(Dataset items)
=== Section Start ===
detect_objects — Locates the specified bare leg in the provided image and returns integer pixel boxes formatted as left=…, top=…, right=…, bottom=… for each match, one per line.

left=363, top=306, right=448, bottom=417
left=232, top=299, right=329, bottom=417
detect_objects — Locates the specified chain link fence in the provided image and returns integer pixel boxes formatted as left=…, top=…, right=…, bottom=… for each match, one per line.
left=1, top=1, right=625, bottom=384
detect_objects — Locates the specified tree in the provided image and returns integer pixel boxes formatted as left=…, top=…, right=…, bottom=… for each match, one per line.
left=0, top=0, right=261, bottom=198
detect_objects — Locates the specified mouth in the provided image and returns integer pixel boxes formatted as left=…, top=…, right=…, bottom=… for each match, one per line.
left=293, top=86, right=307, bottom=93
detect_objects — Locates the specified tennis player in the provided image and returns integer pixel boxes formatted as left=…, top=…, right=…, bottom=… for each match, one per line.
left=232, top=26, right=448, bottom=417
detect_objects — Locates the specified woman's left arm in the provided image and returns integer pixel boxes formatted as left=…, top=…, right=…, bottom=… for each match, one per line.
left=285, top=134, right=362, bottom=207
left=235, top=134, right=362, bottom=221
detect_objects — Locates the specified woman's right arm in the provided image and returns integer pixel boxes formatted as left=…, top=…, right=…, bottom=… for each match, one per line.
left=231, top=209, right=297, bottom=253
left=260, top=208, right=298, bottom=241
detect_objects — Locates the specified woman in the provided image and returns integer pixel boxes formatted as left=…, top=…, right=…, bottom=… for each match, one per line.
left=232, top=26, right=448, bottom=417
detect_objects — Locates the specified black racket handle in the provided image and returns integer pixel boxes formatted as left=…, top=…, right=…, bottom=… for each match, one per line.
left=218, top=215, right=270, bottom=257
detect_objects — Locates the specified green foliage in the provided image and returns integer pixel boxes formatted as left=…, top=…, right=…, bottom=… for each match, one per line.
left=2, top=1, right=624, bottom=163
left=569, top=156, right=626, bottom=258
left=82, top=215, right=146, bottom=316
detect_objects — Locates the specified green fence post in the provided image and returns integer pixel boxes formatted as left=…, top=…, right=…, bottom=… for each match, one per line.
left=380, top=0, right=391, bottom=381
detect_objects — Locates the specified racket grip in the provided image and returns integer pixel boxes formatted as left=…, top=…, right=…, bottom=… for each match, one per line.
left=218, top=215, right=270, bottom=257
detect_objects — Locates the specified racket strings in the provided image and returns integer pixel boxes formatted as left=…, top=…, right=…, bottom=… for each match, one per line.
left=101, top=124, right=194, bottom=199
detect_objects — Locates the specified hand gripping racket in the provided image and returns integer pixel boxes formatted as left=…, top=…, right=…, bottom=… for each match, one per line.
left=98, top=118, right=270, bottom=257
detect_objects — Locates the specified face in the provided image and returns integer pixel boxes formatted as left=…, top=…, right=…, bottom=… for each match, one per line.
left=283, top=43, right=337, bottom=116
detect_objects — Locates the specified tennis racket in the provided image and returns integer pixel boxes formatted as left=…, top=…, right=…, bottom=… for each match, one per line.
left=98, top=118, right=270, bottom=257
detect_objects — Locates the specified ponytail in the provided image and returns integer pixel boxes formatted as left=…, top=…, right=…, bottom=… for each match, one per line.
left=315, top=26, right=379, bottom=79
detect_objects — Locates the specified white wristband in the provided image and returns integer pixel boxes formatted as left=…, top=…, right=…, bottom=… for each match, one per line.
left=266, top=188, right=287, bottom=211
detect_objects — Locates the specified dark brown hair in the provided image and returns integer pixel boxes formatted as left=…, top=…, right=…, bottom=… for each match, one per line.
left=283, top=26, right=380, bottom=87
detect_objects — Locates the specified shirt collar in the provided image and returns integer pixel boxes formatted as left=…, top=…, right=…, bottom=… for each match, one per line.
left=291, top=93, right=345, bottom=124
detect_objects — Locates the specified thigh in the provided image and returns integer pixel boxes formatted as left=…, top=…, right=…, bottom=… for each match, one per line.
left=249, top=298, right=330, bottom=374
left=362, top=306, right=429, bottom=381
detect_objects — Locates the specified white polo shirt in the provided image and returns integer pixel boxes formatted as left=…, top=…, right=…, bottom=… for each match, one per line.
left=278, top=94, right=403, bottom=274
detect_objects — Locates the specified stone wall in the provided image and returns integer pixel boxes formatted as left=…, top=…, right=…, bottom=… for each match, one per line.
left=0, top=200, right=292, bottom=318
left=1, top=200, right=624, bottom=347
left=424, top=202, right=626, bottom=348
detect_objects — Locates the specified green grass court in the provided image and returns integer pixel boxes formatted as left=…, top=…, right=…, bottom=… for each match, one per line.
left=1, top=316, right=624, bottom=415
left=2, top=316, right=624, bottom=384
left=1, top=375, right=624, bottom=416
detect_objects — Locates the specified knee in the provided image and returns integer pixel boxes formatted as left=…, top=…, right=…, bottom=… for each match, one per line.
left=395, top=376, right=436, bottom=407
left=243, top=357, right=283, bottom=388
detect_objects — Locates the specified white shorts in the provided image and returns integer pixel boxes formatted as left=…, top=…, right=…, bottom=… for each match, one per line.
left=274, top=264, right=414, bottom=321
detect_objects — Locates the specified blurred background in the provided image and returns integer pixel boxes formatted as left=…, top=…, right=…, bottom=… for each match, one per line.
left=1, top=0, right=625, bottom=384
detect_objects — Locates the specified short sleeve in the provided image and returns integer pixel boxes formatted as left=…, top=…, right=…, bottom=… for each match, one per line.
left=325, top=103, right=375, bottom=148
=== Section End ===
• **What to do**: Nothing but the lines from the one holding "detect_objects — Locates the specified knee" to the end of the entries should be output, each exactly as it appears.

• **Response below**:
detect_objects — Locates the specified knee in the provided image and returns integer pixel boxes formatted as left=…, top=…, right=…, bottom=… for each match, one per line.
left=395, top=376, right=436, bottom=407
left=243, top=357, right=283, bottom=388
detect_objects — Locates the specified white shorts in the provided image and returns integer pixel boxes formatted as left=…, top=…, right=…, bottom=… for each match, one per line.
left=274, top=264, right=414, bottom=321
detect_objects — Locates the specified blurred background in the provided image and returns integer pixel boxes formatted as left=…, top=…, right=…, bottom=… for each match, one per line.
left=1, top=0, right=625, bottom=384
detect_objects — Locates the specified short sleeve in the provided image and returns integer pixel boxes formatted as left=…, top=…, right=…, bottom=… for each match, one per line.
left=325, top=103, right=375, bottom=148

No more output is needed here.